━━━━━ Material

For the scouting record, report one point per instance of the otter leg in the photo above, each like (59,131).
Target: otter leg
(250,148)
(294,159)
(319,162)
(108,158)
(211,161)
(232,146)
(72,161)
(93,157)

━━━━━━━━━━

What is required: Transcribe all of the data above line for line, leaving every character unchanged.

Written response:
For the scouting record, report one point per instance of the otter leg in the photo above, each like (59,131).
Target: otter leg
(250,148)
(294,159)
(319,162)
(108,158)
(211,161)
(232,146)
(72,161)
(93,157)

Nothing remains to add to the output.